* **Exercise description**:
Every line with the string "ground" should be copied from the data.

--- Available data Enclosed Below ---

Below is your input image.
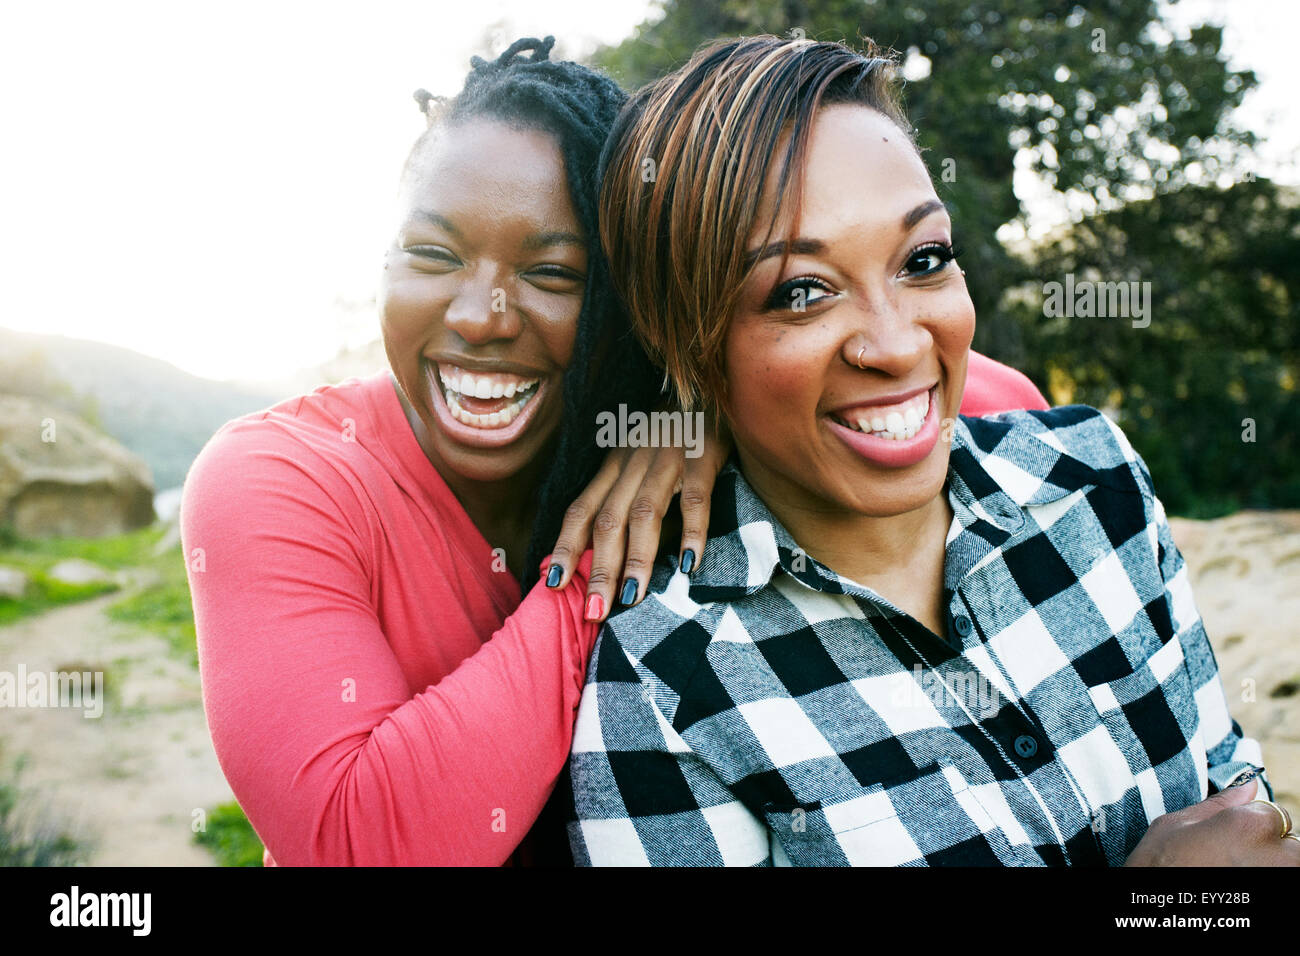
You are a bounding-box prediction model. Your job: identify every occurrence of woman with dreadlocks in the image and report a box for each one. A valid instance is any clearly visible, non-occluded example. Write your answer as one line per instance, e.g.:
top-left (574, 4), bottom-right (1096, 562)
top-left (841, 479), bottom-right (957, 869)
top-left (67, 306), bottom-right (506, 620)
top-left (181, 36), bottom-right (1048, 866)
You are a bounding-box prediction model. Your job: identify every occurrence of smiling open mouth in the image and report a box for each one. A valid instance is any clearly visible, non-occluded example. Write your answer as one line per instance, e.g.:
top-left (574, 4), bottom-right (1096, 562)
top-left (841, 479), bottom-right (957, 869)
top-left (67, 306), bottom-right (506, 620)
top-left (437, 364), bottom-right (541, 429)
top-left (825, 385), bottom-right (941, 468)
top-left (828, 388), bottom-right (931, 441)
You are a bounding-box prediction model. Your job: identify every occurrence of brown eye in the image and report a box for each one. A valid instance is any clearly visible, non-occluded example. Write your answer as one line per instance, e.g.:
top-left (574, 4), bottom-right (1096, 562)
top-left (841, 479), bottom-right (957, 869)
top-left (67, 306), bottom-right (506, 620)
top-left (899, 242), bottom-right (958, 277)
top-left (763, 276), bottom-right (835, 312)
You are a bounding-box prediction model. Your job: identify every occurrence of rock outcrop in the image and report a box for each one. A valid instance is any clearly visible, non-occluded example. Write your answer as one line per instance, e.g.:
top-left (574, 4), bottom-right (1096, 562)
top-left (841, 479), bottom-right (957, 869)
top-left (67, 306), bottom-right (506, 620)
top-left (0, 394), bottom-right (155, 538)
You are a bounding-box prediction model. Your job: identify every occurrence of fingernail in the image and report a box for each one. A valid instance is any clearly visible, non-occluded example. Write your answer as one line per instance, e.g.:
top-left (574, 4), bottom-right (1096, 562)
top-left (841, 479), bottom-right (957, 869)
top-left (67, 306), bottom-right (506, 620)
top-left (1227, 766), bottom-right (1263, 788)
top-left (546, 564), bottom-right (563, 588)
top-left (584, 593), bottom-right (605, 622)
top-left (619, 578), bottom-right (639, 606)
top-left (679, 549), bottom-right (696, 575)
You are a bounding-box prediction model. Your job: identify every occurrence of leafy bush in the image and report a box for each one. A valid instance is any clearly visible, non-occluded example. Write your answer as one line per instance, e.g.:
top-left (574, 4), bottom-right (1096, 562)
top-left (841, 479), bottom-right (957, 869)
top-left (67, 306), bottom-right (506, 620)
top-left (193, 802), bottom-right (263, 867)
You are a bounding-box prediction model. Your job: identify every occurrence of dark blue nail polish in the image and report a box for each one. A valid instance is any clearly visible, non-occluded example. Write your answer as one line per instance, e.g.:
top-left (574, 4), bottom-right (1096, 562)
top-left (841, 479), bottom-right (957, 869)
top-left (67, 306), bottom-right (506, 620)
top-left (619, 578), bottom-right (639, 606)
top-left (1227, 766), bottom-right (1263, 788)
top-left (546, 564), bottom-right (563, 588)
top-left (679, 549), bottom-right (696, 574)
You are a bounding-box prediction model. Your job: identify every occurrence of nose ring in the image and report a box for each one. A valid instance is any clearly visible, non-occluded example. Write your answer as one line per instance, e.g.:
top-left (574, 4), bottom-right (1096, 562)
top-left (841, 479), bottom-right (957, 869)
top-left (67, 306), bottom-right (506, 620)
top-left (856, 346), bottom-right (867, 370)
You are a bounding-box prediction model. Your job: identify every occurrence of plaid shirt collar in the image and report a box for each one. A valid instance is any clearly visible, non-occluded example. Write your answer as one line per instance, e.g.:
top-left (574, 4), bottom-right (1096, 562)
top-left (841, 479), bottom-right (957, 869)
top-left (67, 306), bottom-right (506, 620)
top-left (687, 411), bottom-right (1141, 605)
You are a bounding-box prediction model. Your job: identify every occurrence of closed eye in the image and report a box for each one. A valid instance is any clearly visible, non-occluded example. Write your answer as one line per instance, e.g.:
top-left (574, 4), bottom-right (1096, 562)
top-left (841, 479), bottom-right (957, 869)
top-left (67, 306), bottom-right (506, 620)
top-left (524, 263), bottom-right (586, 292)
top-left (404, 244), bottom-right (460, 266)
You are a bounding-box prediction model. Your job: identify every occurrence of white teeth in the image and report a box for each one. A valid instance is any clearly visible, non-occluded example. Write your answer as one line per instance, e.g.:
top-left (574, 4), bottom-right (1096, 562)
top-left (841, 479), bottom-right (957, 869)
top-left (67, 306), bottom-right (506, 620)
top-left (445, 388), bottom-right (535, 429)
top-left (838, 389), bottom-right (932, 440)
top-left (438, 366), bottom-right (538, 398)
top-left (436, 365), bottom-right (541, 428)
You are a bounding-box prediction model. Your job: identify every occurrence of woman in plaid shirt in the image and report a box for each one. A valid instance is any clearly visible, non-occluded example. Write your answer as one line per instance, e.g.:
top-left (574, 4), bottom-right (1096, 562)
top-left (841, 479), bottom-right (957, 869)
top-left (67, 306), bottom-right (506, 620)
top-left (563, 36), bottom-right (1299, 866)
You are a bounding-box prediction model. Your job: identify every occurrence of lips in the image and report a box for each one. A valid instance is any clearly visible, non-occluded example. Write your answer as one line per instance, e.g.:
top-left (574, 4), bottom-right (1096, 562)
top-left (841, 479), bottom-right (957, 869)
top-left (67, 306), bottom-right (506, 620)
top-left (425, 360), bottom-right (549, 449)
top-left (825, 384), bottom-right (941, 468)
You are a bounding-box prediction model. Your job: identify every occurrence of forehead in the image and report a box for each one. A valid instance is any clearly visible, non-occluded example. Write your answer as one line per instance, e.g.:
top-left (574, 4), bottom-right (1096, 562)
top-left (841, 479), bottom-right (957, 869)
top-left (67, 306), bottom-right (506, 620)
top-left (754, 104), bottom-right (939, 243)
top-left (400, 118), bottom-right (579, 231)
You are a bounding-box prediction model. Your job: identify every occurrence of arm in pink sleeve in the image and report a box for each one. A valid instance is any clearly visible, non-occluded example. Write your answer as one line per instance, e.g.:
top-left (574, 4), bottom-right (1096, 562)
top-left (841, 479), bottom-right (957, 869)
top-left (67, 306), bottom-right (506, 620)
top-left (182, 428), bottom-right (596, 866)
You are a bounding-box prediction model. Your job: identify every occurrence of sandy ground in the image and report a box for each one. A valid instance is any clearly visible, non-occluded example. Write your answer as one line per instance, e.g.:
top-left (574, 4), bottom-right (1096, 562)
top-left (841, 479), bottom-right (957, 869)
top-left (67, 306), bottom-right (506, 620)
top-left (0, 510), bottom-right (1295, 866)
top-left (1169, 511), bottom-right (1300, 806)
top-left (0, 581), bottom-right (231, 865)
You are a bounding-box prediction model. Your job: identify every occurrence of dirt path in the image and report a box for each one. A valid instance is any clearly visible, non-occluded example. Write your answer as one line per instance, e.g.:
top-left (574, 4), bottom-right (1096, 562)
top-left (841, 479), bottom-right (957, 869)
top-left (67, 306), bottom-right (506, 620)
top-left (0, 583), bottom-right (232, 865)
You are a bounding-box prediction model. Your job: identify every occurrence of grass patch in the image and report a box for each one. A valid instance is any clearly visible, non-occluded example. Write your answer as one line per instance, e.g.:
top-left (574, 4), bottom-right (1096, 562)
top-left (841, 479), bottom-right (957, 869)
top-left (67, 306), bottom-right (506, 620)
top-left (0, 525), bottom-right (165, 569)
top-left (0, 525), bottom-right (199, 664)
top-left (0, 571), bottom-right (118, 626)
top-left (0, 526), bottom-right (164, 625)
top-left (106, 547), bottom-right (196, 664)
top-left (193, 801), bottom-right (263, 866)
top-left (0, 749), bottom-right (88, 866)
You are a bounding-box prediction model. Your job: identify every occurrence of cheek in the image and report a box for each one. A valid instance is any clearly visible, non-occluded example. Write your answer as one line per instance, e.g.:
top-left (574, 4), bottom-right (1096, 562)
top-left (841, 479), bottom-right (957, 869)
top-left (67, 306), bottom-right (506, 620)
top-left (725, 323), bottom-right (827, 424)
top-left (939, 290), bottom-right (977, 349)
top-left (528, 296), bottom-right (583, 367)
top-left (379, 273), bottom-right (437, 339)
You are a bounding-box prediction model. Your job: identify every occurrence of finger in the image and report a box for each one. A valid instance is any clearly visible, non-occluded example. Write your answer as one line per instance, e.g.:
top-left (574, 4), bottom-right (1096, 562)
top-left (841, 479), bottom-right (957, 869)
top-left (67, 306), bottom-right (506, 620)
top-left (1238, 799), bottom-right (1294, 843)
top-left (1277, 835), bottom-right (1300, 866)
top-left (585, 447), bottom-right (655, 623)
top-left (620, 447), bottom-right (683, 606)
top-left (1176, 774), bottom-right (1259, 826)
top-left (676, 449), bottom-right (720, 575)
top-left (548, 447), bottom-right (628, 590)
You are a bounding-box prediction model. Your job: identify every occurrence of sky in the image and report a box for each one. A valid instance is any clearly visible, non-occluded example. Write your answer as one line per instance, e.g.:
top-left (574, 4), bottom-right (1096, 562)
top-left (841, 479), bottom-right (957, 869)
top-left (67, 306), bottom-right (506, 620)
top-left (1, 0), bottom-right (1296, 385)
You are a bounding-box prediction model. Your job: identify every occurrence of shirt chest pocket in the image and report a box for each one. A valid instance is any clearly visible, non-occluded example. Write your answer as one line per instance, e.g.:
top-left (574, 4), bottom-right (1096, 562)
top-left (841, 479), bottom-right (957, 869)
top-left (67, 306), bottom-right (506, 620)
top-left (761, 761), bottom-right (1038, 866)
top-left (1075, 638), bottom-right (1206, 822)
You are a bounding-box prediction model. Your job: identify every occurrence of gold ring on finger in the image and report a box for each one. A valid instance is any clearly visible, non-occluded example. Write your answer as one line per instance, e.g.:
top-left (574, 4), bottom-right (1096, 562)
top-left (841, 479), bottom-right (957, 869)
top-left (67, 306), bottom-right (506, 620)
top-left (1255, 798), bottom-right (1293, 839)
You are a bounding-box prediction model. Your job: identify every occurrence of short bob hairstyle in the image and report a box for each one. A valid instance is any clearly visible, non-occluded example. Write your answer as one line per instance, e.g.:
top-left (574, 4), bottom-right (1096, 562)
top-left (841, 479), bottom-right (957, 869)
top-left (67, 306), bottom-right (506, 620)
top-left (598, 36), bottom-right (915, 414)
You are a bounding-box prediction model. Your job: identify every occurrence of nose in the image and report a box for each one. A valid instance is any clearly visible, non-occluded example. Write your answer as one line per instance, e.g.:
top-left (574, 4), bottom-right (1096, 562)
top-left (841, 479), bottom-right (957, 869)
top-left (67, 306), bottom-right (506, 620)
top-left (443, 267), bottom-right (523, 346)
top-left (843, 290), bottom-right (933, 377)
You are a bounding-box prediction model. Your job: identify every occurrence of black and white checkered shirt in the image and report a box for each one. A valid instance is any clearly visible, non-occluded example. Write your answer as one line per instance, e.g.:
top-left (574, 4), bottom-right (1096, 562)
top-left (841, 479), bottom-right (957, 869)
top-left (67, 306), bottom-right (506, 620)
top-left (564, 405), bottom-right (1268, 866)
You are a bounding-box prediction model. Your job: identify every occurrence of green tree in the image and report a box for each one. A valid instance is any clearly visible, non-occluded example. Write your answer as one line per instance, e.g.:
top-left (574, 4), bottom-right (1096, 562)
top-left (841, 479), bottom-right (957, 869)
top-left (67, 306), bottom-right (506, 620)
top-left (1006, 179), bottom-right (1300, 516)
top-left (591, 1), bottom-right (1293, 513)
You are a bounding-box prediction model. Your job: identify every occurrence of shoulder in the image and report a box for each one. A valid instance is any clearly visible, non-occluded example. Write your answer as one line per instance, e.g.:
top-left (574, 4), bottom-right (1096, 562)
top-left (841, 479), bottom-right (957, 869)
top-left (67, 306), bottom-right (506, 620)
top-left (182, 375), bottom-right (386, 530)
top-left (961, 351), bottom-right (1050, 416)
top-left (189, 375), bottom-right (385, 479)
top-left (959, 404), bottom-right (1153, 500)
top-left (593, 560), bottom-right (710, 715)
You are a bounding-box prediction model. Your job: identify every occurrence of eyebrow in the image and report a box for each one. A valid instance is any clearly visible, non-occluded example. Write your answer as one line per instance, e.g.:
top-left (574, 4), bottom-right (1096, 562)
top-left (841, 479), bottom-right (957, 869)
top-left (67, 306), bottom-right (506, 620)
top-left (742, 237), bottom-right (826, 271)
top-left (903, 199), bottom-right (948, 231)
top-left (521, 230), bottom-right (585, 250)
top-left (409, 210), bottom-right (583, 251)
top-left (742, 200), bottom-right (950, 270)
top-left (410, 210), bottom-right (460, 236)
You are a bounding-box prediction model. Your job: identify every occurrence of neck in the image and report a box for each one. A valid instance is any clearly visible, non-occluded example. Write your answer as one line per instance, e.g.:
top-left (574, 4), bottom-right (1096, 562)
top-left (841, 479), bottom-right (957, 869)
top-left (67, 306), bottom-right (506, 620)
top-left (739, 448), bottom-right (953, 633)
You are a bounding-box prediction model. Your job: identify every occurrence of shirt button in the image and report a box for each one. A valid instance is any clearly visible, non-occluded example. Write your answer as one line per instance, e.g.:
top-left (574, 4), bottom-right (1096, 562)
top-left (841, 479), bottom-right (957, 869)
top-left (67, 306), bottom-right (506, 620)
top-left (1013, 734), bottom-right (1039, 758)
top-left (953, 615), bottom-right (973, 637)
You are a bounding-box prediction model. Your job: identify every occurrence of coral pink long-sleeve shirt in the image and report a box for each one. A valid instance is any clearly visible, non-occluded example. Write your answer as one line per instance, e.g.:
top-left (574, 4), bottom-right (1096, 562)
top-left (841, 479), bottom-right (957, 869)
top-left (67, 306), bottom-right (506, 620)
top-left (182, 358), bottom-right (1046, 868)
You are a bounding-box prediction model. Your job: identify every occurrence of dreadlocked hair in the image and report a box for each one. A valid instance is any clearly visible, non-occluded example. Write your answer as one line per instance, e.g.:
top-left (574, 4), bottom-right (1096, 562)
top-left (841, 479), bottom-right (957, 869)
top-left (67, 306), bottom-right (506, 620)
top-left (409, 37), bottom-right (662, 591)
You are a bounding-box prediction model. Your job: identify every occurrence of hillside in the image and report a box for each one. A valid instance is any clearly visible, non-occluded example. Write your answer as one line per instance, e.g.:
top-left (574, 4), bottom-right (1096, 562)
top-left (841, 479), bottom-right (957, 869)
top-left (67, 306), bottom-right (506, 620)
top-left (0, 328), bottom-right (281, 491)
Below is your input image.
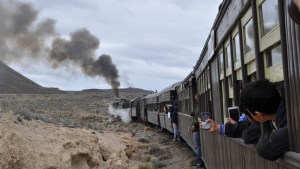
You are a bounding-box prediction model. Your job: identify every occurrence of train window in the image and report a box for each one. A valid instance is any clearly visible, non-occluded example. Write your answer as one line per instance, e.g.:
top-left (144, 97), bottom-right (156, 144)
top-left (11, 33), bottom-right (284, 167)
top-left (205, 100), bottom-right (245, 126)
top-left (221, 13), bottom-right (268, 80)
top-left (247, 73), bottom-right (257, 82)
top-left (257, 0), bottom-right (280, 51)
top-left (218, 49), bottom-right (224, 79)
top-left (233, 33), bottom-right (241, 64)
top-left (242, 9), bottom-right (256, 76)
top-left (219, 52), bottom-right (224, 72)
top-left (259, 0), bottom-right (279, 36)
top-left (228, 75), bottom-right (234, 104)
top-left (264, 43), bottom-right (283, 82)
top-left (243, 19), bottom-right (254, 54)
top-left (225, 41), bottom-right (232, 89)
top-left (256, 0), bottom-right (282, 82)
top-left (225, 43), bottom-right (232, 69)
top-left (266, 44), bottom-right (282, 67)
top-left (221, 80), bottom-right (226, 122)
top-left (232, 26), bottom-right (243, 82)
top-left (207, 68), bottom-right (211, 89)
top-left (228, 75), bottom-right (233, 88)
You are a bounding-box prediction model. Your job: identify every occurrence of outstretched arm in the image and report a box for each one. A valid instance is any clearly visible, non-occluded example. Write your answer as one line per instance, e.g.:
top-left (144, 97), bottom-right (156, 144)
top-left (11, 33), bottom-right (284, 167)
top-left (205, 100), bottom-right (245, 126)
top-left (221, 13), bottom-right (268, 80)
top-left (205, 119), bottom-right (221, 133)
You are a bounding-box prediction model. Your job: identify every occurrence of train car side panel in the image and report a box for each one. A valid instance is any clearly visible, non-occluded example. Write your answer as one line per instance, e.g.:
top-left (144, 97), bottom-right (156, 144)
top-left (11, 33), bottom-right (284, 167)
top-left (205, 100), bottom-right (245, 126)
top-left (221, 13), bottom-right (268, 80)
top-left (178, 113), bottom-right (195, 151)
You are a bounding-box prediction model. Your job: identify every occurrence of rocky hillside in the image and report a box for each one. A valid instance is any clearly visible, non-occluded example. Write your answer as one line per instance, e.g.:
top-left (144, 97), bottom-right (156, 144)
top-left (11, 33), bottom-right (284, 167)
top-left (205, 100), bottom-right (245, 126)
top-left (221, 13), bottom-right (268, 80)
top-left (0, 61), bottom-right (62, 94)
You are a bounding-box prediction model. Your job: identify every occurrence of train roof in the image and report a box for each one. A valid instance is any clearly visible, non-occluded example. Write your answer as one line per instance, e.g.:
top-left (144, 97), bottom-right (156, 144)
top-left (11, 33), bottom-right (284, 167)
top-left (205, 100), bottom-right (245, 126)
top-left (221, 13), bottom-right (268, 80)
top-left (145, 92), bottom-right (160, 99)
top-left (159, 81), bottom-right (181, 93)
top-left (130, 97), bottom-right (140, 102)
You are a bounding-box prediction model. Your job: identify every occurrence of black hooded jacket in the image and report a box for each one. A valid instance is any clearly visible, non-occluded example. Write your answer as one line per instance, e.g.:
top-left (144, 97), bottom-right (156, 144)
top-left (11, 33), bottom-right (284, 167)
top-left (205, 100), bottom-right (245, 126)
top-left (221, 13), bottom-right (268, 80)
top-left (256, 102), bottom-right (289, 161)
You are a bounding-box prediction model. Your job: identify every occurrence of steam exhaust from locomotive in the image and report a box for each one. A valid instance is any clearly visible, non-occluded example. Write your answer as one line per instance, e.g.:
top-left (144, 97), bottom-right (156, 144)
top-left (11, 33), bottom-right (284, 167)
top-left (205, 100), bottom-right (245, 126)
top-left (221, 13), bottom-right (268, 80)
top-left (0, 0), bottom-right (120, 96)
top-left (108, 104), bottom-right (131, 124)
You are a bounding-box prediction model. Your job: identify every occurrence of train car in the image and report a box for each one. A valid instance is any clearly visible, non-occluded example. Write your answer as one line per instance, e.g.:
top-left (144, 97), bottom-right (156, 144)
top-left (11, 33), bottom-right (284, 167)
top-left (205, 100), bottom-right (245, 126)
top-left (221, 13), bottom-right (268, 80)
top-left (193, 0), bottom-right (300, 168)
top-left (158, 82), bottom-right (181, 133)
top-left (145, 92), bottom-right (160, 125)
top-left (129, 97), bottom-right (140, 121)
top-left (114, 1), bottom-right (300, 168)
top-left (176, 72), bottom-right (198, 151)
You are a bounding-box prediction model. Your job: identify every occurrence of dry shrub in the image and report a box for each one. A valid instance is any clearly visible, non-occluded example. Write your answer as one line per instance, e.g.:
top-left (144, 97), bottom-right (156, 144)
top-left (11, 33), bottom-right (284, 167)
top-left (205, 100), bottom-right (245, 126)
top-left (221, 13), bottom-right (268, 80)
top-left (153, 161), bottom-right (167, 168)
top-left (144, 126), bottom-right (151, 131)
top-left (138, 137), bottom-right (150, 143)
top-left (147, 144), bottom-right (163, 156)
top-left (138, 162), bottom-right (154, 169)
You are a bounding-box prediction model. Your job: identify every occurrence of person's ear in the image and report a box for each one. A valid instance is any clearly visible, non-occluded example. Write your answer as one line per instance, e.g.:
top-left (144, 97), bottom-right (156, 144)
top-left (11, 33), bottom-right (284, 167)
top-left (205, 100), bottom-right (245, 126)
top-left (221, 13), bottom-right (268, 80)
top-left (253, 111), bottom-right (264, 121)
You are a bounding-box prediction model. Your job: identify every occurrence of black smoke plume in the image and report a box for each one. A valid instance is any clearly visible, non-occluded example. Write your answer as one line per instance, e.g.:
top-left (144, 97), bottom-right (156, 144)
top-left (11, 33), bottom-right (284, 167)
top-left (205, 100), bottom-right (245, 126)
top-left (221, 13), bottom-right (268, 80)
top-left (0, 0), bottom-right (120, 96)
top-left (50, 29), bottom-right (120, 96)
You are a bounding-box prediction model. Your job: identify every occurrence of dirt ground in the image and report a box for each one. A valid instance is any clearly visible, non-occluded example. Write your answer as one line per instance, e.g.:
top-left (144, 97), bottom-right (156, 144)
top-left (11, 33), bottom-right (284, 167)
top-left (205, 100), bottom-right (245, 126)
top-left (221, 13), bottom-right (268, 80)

--- End of Enclosed Available data ---

* **Response to the task**:
You are a bounding-box prediction model. Your job: identify every occurrence of sandy ground in the image and report a box for each one. A valid instance is any clearly visible, non-occluded example. Write your answer as one line per instance, e.g.:
You are a bounding-box prediction model. Your job: identify every occurrence of dirt ground in the image and report a box for each one. A valid instance is any clearly visible, non-occluded example. Write your answer as one line per instance, e.g.:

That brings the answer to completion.